* Prompt 1: List every term that the text on AIG pay determinations sets off in quotation marks, naming each one only once.
* Prompt 2: Continue the text on AIG pay determinations from where it stops.

* Document extract:
*-*-*

2. Technical Corrections

     The Initial Determination requires that stock salary granted to Top 25 Employees may only be
redeemed by the employee in three equal, annual installments beginning on the second anniversary of
grant, with each installment redeemable one year early if AIG repays its TARP obligations. The
determinations were intended to accelerate the sale of stock salary only if AIG repays its
obligations to taxpayers. AIG’s obligations, however, include both TARP obligations and obligations
to other federal institutions. Thus, the Second Determination requires that stock salary granted to
Covered Employees 26 – 100 may only be redeemed by the employee in three equal, annual installments
beginning on the second anniversary of grant, with each installment redeemable one year early if
AIG repays its federal obligations. Accordingly, Exhibit I sets forth corrections to the Initial
Determination that bring the requirements of the Initial Determination with respect to salary stock
into conformity with the requirements of the Second Determination.

     The Second Determination included the determinations of the Special Master with respect to
amounts payable to Covered Employees 26 – 100 pursuant to certain expatriate arrangements. These
arrangements are designed to make the employees whole for the costs of living overseas, at AIG’s
request, in order to perform their duties. Those determinations were intended also to address
payments pursuant to “tax equalization agreements,” as defined in the Rule; however, the Second
Determination did not expressly address those arrangements. Accordingly, Exhibit I sets forth
corrections to the Second Determination that clarify the determinations of the Special Master.

     In addition, upon further review of AIG’s submissions, it has come to the attention of the
Office of the Special Master that one Top 25 Employee is also subject to expatriate arrangements.
These arrangements were not expressly addressed in the Initial Determination. Accordingly, Exhibit
I sets forth corrections to the Initial Determination
that address payments pursuant to expatriate arrangements for that Top 25 Employee.

3

 

3. Additional Determinations

     Following the Initial Determination, AIG requested approval to alter the terms of the “stock
salary” that may be granted to Top 25 Employees. The Initial Determination requires that any such
“stock salary” be granted in the form of stock units reflecting the value of a “basket”
of four particularly critical AIG insurance subsidiaries: American International Assurance Co.

*-*-*

* Entries provided:

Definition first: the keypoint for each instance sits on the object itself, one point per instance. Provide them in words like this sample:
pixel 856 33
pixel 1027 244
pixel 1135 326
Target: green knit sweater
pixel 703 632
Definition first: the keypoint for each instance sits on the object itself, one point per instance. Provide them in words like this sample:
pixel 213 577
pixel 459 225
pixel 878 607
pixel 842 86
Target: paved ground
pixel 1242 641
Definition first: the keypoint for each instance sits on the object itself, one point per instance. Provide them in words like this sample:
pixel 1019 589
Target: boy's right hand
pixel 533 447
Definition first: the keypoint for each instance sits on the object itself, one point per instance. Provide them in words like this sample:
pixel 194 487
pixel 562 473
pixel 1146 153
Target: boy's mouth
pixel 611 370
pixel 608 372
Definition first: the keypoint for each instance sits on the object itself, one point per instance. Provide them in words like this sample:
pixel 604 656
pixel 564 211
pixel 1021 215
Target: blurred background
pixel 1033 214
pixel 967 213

*-*-*

* Response 1:
tax equalization agreements
stock salary
basket

* Response 2:
Ltd., American Life Insurance Co., Chartis, and AIG Domestic Life & Retirement Services Group. AIG
has requested that such “stock salary,” in appropriate cases, now be granted in the form of vested
common stock (or stock units reflecting the value of common stock) of AIG rather than the “basket.”

     The Special Master has reviewed this request in light of the principles set forth in the Rule.
In particular, the Special Master’s review has been guided by the principle that compensation
structures should be “performance-based over a relevant performance period.” Id. § 30.16(b)(1)(iv).
Providing Top 25 Employees with stock salary in the form of common stock will provide those
employees with incentives to maximize the value of AIG and, therefore, its ability to repay the
taxpayer. Accordingly, the Special Master has determined that, for purposes of the Initial
Determination, “stock salary” may include vested common stock (or stock units reflecting the value
of common stock) of AIG, and that compensation structures for Top 25 Employees pursuant to the
foregoing will not, by virtue of their structural design or the amounts potentially payable
thereunder, result in payments inconsistent with the Public Interest Standard.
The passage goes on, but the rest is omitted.